• TASK REQUIREMENTS:
• a. According to the first-impressions passage, how did people holding a hot drink rate the people they met?
• b. Copy word for word the stretch of the first-impressions passage from "It is an early" through "water or juice.".

It is an early cool morning in central Johannesburg. Picture the fancy foyer meeting place of mostly strangers, arriving for a day conference. They are dressed up in corporate apparel, checked in, labelled and issued with the umpteenth name tag and branded folder clutched under arm. The non-smokers pivot to the drinks table for coffee, tea, water or juice.
First impressions, we all know, last. And nowhere is this more important than in the corporate world of networking. Neurobiologist David Linden and author of the book Touch: The Science of Hand, Heart and Mind, chose such a corporate setting to research first impressions.
In a classic experiment, people were holding either a cold or a hot drink when meeting someone. Those with a hot drink literally rated the people they met as warmer — as in, having a more pro-social personality. They didn’t rate them better overall as smarter, or more competent — they just rated them as warmer.

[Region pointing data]
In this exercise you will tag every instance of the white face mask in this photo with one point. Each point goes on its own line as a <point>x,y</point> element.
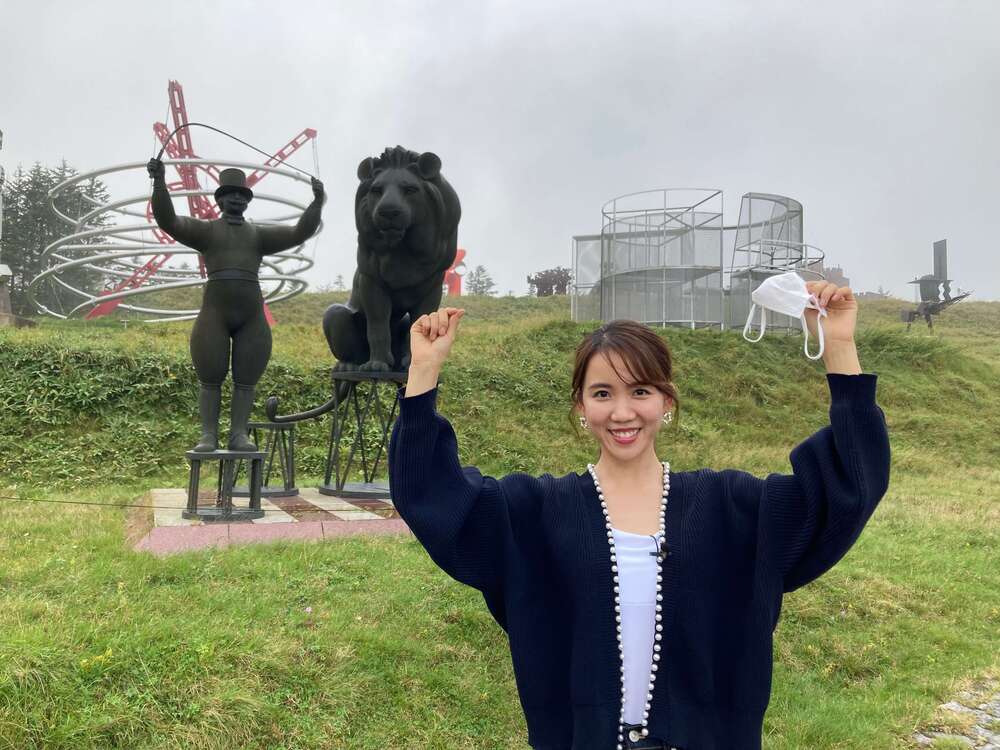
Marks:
<point>786,293</point>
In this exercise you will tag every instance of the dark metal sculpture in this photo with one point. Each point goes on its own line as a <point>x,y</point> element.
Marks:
<point>231,318</point>
<point>935,290</point>
<point>407,217</point>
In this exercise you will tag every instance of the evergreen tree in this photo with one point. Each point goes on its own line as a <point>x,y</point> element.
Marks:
<point>479,281</point>
<point>30,226</point>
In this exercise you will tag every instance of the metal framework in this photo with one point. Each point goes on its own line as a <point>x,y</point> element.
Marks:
<point>659,258</point>
<point>132,265</point>
<point>127,255</point>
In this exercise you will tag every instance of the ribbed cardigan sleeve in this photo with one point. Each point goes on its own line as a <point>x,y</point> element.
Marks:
<point>810,519</point>
<point>464,520</point>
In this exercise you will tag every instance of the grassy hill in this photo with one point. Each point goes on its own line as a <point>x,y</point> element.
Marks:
<point>104,647</point>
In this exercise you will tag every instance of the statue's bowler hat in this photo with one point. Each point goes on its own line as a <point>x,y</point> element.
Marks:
<point>233,181</point>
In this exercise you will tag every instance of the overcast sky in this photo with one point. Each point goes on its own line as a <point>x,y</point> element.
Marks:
<point>880,117</point>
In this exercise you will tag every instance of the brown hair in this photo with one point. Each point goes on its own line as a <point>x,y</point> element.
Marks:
<point>646,357</point>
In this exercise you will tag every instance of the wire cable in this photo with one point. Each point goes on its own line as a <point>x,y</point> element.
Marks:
<point>228,135</point>
<point>28,501</point>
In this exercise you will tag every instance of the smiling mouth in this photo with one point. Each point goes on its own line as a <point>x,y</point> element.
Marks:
<point>625,436</point>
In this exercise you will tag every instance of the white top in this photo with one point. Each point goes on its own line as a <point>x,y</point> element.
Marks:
<point>637,583</point>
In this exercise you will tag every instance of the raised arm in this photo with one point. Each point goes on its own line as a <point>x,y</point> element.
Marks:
<point>276,239</point>
<point>187,231</point>
<point>810,519</point>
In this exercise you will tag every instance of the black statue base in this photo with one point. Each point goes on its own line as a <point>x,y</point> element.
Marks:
<point>279,452</point>
<point>224,511</point>
<point>359,400</point>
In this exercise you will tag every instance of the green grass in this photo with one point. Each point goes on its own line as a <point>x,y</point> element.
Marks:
<point>104,647</point>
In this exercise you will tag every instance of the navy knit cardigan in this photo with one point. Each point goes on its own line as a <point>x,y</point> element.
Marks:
<point>536,547</point>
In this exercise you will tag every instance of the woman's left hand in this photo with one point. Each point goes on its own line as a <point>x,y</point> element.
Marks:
<point>841,311</point>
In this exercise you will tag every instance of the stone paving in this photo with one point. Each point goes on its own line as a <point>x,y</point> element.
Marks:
<point>973,719</point>
<point>308,516</point>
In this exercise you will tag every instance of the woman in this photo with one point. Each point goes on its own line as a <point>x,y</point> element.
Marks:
<point>640,602</point>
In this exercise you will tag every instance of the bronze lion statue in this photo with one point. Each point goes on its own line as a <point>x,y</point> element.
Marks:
<point>407,218</point>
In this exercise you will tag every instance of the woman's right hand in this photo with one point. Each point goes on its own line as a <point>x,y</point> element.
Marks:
<point>431,337</point>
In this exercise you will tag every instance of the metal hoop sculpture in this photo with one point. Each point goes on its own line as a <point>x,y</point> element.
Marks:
<point>125,252</point>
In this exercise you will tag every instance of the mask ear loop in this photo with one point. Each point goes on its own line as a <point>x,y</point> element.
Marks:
<point>805,333</point>
<point>763,324</point>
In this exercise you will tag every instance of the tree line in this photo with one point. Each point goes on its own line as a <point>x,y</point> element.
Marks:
<point>29,226</point>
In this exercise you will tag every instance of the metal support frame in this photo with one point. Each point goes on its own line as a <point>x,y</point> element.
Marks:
<point>279,447</point>
<point>358,402</point>
<point>224,511</point>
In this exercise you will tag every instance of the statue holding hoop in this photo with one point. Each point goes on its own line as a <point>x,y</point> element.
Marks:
<point>231,331</point>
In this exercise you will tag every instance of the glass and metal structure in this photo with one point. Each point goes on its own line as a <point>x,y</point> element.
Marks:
<point>659,258</point>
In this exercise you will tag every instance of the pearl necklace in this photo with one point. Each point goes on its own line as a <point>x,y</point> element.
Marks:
<point>658,635</point>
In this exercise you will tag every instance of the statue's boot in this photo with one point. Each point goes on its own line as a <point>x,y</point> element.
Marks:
<point>239,432</point>
<point>209,400</point>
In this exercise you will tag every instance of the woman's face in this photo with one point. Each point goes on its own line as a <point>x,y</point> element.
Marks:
<point>624,417</point>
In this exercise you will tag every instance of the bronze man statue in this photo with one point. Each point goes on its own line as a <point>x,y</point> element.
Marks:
<point>232,308</point>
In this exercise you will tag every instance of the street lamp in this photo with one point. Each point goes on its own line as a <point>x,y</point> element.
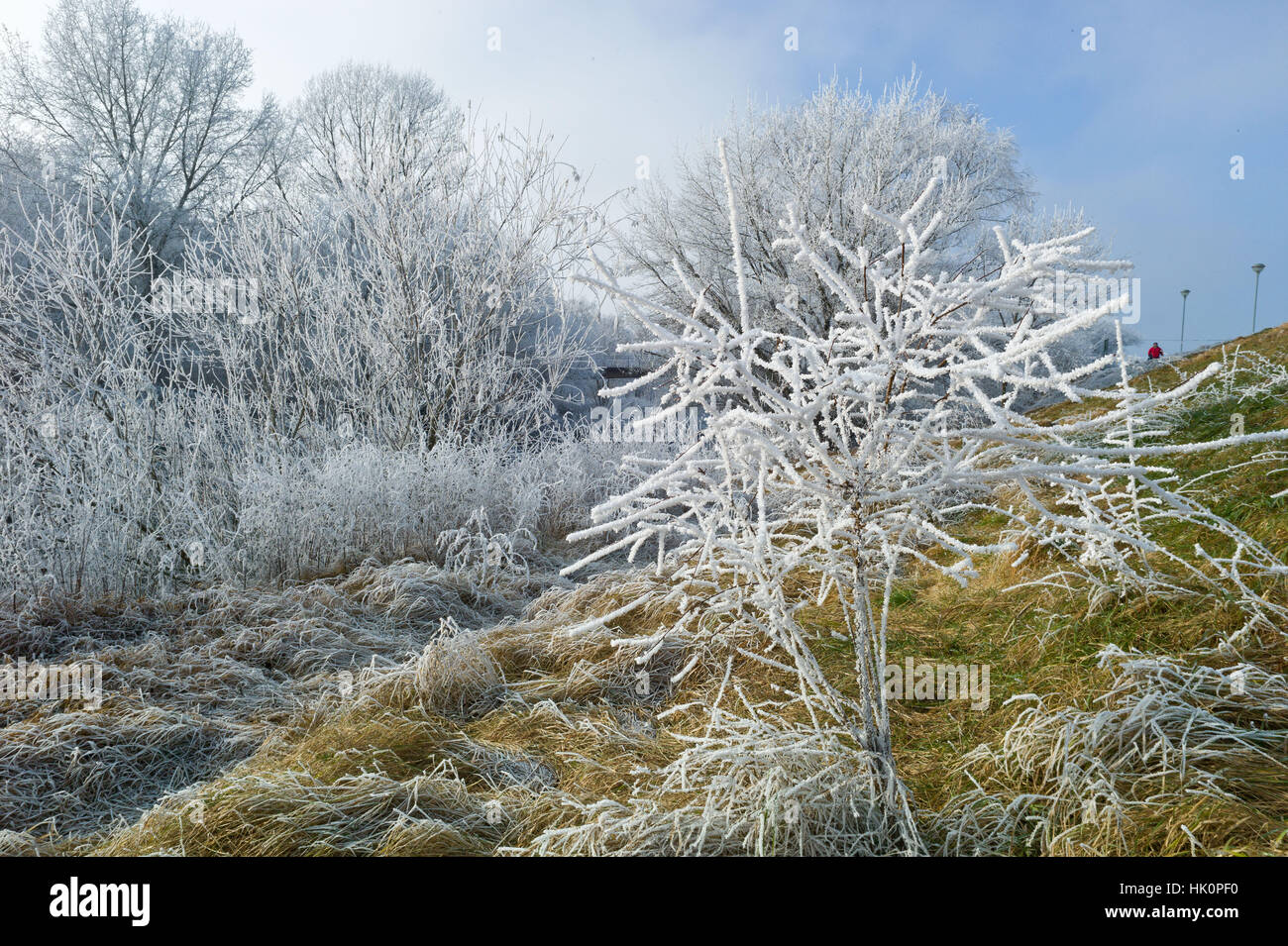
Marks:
<point>1256,287</point>
<point>1185,296</point>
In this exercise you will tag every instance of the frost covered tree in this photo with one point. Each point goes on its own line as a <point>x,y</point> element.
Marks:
<point>420,308</point>
<point>828,158</point>
<point>147,110</point>
<point>361,126</point>
<point>841,448</point>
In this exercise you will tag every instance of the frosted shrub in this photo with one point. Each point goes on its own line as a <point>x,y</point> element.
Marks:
<point>838,452</point>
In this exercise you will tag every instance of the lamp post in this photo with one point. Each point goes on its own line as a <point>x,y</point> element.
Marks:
<point>1256,287</point>
<point>1185,296</point>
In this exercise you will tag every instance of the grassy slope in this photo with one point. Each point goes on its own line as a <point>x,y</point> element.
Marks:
<point>570,722</point>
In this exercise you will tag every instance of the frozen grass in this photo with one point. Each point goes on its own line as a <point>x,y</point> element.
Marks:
<point>464,726</point>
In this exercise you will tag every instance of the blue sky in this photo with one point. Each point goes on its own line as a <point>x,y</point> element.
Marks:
<point>1140,132</point>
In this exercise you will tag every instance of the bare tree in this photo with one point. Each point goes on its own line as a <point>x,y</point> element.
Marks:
<point>145,108</point>
<point>829,158</point>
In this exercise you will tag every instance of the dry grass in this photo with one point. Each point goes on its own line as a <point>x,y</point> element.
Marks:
<point>469,729</point>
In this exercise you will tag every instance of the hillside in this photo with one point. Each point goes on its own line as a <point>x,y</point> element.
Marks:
<point>1116,723</point>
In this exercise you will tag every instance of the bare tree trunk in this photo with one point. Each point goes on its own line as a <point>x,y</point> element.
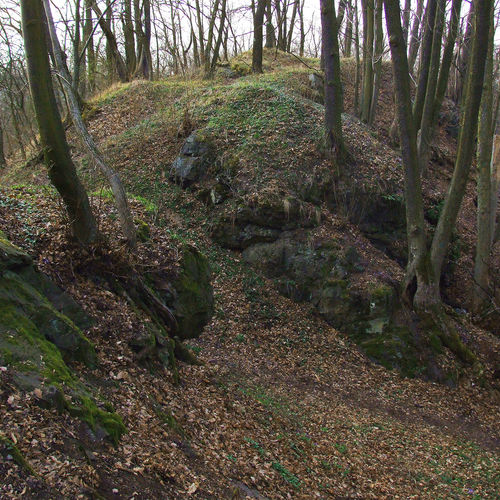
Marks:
<point>425,60</point>
<point>414,37</point>
<point>270,36</point>
<point>348,30</point>
<point>358,62</point>
<point>89,35</point>
<point>292,26</point>
<point>468,130</point>
<point>3,162</point>
<point>368,36</point>
<point>123,209</point>
<point>484,186</point>
<point>426,126</point>
<point>62,171</point>
<point>377,64</point>
<point>76,47</point>
<point>333,86</point>
<point>418,257</point>
<point>258,22</point>
<point>105,25</point>
<point>128,35</point>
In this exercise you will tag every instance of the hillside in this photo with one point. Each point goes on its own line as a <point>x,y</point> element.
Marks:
<point>307,385</point>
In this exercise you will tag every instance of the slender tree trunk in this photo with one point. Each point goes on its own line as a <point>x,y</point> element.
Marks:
<point>128,35</point>
<point>258,22</point>
<point>418,255</point>
<point>414,37</point>
<point>358,62</point>
<point>368,23</point>
<point>105,25</point>
<point>426,126</point>
<point>270,35</point>
<point>62,171</point>
<point>292,26</point>
<point>302,42</point>
<point>333,86</point>
<point>123,209</point>
<point>406,20</point>
<point>76,47</point>
<point>484,186</point>
<point>377,64</point>
<point>89,40</point>
<point>425,61</point>
<point>466,140</point>
<point>348,30</point>
<point>3,162</point>
<point>464,53</point>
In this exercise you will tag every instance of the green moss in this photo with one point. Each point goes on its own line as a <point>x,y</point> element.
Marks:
<point>27,310</point>
<point>143,230</point>
<point>87,410</point>
<point>169,420</point>
<point>9,449</point>
<point>194,303</point>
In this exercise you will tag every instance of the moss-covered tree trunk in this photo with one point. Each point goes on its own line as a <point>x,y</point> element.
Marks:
<point>62,171</point>
<point>425,61</point>
<point>333,84</point>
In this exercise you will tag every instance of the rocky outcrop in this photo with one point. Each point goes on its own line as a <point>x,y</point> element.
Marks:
<point>40,332</point>
<point>194,159</point>
<point>264,221</point>
<point>192,300</point>
<point>331,277</point>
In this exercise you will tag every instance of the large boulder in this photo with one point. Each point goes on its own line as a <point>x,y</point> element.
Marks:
<point>189,295</point>
<point>194,159</point>
<point>27,296</point>
<point>37,339</point>
<point>263,221</point>
<point>332,277</point>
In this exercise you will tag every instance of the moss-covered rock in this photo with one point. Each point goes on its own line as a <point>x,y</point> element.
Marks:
<point>193,299</point>
<point>195,157</point>
<point>9,451</point>
<point>36,339</point>
<point>11,257</point>
<point>263,221</point>
<point>323,274</point>
<point>21,302</point>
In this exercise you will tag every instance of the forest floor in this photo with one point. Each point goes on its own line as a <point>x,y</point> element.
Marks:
<point>283,406</point>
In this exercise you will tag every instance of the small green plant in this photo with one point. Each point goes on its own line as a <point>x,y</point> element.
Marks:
<point>257,446</point>
<point>286,474</point>
<point>342,448</point>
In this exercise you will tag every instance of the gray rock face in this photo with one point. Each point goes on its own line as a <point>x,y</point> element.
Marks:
<point>193,160</point>
<point>262,223</point>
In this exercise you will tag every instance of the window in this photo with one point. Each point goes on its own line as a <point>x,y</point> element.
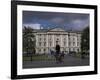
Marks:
<point>44,39</point>
<point>40,39</point>
<point>39,50</point>
<point>50,43</point>
<point>73,43</point>
<point>39,43</point>
<point>44,43</point>
<point>44,50</point>
<point>64,43</point>
<point>77,43</point>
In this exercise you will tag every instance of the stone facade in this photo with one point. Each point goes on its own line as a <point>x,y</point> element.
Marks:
<point>46,40</point>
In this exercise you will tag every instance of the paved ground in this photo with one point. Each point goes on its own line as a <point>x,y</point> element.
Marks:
<point>68,61</point>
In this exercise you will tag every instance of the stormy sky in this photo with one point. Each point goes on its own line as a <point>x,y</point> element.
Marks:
<point>45,20</point>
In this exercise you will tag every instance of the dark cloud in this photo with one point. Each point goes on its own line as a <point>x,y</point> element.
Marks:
<point>75,21</point>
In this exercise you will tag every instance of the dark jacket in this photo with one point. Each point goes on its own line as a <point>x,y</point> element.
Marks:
<point>57,48</point>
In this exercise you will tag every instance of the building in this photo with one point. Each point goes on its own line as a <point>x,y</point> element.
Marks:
<point>46,40</point>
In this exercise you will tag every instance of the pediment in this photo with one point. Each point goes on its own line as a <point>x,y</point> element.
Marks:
<point>57,29</point>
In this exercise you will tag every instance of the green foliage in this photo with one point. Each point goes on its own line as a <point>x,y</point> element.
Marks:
<point>85,39</point>
<point>28,40</point>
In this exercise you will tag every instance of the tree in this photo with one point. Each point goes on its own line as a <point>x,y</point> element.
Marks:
<point>85,39</point>
<point>28,40</point>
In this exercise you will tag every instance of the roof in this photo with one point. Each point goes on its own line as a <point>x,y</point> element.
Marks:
<point>56,29</point>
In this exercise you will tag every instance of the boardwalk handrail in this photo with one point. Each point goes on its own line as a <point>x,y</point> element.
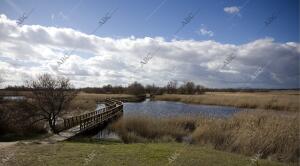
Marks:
<point>112,109</point>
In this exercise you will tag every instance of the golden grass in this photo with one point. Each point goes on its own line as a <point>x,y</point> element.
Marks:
<point>273,135</point>
<point>270,134</point>
<point>277,100</point>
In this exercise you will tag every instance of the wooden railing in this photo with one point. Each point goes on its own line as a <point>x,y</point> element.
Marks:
<point>113,108</point>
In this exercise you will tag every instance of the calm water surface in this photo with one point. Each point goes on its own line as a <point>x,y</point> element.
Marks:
<point>170,109</point>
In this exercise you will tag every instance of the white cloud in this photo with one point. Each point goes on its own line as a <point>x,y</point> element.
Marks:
<point>204,32</point>
<point>28,51</point>
<point>232,10</point>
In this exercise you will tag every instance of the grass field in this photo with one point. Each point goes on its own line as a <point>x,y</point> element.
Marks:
<point>114,153</point>
<point>276,100</point>
<point>272,134</point>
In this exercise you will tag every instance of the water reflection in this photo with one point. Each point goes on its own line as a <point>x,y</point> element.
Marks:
<point>171,109</point>
<point>106,134</point>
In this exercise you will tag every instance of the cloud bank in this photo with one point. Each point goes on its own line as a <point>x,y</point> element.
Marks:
<point>30,50</point>
<point>232,10</point>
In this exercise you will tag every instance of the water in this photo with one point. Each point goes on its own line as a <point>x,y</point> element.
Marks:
<point>171,109</point>
<point>168,109</point>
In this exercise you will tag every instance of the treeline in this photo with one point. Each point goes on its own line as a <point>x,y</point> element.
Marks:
<point>172,87</point>
<point>136,88</point>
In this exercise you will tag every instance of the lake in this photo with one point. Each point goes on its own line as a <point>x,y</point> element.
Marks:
<point>167,109</point>
<point>171,109</point>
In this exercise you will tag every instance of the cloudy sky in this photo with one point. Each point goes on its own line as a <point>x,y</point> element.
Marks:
<point>216,43</point>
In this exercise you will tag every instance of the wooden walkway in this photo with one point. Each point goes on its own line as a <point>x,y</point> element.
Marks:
<point>78,124</point>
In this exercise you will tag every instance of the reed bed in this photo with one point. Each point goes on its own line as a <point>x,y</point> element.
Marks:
<point>268,134</point>
<point>282,101</point>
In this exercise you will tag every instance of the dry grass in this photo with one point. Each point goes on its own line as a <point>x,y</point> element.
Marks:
<point>280,100</point>
<point>274,135</point>
<point>270,134</point>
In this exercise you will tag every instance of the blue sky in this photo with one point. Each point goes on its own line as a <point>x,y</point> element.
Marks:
<point>257,32</point>
<point>142,18</point>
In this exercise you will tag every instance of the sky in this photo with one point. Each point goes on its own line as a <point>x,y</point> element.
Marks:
<point>215,43</point>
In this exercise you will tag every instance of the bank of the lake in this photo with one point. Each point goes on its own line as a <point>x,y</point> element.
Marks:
<point>116,153</point>
<point>273,100</point>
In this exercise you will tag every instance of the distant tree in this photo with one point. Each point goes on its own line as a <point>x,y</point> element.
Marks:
<point>200,89</point>
<point>117,90</point>
<point>152,89</point>
<point>107,88</point>
<point>187,88</point>
<point>50,98</point>
<point>136,89</point>
<point>171,86</point>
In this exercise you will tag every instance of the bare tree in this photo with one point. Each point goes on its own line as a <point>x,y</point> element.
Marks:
<point>136,89</point>
<point>50,97</point>
<point>171,86</point>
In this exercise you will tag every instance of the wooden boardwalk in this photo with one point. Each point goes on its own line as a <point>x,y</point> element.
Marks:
<point>78,124</point>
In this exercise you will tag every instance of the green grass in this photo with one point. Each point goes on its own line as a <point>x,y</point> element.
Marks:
<point>116,153</point>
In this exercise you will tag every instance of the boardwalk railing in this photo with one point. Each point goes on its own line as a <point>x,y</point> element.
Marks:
<point>113,108</point>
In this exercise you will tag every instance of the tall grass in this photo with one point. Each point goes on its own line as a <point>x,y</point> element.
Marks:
<point>283,101</point>
<point>255,132</point>
<point>270,134</point>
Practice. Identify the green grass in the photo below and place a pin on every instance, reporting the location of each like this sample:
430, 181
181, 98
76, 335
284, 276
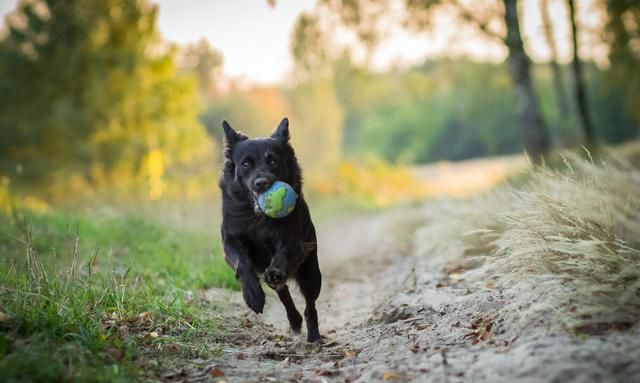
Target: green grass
91, 299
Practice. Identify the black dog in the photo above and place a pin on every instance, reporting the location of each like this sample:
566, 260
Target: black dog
253, 243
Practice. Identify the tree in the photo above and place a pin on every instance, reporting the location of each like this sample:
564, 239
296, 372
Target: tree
579, 89
418, 16
88, 86
562, 107
532, 125
623, 38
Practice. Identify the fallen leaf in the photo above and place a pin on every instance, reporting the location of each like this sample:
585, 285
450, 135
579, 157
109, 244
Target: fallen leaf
350, 354
389, 375
115, 353
216, 372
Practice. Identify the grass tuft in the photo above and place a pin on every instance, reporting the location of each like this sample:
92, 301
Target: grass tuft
86, 299
564, 246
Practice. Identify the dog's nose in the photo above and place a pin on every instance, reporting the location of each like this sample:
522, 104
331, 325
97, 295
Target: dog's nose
261, 184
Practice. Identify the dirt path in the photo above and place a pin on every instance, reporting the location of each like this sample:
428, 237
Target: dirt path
391, 316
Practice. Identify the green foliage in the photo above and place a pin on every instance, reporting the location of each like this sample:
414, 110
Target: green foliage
74, 289
444, 110
88, 87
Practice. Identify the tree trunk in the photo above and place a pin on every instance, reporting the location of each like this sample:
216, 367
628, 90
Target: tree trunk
562, 106
533, 130
579, 90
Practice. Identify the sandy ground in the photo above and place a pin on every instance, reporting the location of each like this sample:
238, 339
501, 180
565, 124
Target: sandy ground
389, 315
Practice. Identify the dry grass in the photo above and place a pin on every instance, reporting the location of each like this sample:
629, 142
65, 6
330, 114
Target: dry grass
565, 247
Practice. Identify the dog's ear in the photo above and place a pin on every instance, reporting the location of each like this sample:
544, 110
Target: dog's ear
282, 131
232, 136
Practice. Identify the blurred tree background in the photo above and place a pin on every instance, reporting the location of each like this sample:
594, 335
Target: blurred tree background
92, 98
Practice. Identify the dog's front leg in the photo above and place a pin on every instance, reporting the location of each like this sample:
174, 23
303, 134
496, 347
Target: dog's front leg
288, 257
236, 255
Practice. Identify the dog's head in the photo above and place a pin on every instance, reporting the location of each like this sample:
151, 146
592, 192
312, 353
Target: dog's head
256, 164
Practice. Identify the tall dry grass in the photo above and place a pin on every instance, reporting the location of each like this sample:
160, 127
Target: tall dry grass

• EXPECTED OUTPUTS:
• a. They rated them as warmer, meaning as having a more pro-social personality.

• b.
It is an early cool morning in central Johannesburg. Picture the fancy foyer meeting place of mostly strangers, arriving for a day conference. They are dressed up in corporate apparel, checked in, labelled and issued with the umpteenth name tag and branded folder clutched under arm. The non-smokers pivot to the drinks table for coffee, tea, water or juice.